Track down each line below containing the string "grass" and copy it.

----- DATA SHOWN -----

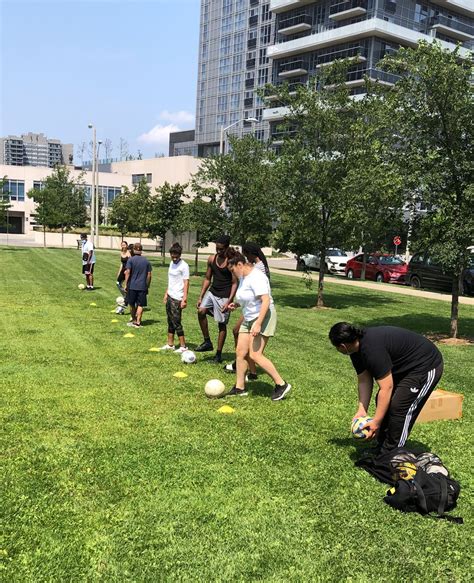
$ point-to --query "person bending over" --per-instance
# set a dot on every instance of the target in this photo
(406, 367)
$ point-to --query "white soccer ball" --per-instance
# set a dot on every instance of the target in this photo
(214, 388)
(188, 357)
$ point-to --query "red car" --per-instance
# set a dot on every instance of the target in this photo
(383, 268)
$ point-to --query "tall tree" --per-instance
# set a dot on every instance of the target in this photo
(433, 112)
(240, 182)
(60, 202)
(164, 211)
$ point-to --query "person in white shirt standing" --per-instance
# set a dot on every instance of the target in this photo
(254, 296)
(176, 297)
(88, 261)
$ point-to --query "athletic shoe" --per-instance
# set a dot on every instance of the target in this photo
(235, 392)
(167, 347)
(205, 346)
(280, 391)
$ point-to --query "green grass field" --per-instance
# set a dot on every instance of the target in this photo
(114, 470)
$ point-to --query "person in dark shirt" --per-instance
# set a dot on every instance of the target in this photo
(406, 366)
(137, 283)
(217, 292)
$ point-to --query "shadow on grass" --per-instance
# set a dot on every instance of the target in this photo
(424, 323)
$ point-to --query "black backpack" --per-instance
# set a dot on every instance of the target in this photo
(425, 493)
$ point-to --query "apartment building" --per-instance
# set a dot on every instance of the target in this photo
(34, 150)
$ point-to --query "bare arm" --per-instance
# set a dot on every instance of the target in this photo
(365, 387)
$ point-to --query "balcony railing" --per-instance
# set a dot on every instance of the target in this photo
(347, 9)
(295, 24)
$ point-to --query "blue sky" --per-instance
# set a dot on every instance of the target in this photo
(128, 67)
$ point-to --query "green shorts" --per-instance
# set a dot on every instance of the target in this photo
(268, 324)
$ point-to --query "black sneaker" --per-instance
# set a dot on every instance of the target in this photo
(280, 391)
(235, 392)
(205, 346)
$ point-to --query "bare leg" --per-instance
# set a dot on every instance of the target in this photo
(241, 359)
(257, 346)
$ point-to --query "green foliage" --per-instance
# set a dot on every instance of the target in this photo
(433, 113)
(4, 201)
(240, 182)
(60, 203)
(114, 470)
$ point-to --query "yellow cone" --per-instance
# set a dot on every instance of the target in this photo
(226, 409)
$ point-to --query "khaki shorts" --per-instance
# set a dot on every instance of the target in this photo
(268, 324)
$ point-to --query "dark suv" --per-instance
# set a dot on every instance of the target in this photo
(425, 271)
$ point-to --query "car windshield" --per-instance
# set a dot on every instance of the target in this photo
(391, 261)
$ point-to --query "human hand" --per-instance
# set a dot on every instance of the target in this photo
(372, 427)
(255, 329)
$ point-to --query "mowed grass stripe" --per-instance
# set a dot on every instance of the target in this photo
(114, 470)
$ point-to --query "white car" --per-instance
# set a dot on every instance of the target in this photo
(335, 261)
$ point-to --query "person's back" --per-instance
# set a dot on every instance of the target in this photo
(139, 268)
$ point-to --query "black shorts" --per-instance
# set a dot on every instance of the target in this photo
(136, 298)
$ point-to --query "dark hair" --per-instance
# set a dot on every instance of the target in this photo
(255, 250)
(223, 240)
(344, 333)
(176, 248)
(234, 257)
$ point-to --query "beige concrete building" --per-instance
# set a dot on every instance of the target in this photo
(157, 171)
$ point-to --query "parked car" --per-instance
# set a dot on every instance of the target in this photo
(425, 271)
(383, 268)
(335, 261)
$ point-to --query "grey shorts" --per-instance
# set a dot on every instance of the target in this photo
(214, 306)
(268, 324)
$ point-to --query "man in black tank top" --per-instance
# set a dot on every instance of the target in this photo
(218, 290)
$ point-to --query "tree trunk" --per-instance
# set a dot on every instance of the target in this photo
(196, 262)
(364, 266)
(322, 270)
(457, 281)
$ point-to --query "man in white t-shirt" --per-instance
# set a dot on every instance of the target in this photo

-----

▸ **RESPONSE TO THIS EXERCISE**
$ point-to --query "green grass field" --per-instance
$ point-to --query "shadow on grass" --per-instance
$ point-to --query "mowed grass stripe" --per-instance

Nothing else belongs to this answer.